(Items listed in a dataset)
** start **
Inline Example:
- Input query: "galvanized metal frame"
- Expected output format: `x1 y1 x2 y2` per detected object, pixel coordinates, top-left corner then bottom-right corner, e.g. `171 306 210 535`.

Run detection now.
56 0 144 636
** end **
#### TASK BRIEF
Rewrite every line of the listing, changing "pixel coordinates" to "image coordinates" and keeping everything else the same.

#### FULL SOLUTION
Inline Example:
- Input query: "galvanized metal frame"
- Expected output format: `x1 y1 x2 y2` per detected object, image coordinates, top-left corner then bottom-right corner, e.g. `171 306 210 535`.

Run detection now.
56 0 144 636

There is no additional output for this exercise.